__Условие задания__
Перепишите все записи ниже без изменений, строку за строкой. Изображения в ответ не переносите.
**** Материалы задания
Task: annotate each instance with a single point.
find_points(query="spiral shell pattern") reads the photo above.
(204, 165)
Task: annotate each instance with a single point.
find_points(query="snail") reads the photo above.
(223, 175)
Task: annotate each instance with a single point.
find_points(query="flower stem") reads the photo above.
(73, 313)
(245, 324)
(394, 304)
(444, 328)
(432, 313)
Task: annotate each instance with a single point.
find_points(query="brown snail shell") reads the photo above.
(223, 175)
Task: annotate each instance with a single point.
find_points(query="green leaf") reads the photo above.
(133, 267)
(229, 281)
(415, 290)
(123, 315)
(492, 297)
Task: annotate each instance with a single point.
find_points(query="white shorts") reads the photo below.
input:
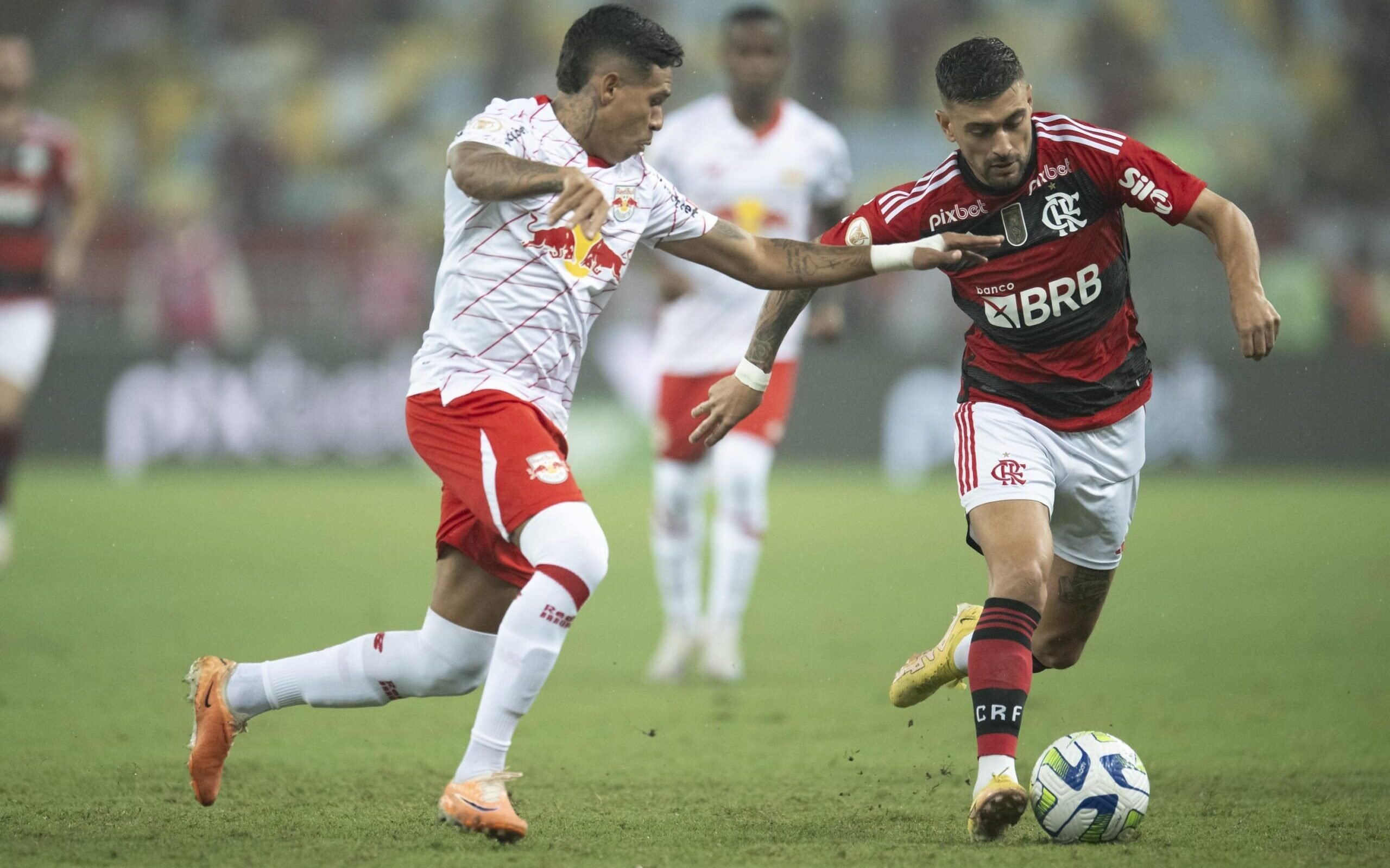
(1088, 479)
(26, 337)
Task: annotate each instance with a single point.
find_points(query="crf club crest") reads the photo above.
(1009, 471)
(548, 467)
********
__Выполненное задание__
Task: annotate each instance with a single point.
find_points(query="spiral shell pattern") reads the photo above.
(204, 165)
Task: annotate each instance with a single point.
find_points(query="snail") reads the photo above.
(223, 175)
Task: annotate each instance with a single point.
find_points(query="flower stem") reads the photo above.
(73, 313)
(245, 324)
(394, 304)
(444, 328)
(432, 313)
Task: annotate each instance with a single point.
find_points(query="brown snail shell") reads the photo above.
(223, 175)
Task: annotate each instance with a single point.
find_points(query="green leaf") reads the photo above.
(133, 267)
(229, 281)
(415, 290)
(123, 315)
(492, 297)
Task: annotate each instance with a single point.
find_points(query="white shorts") reads the photo below.
input:
(1088, 479)
(26, 337)
Task: annotate each instance with a single point.
find_points(query="crf club crest") reads the photo above.
(1009, 471)
(548, 467)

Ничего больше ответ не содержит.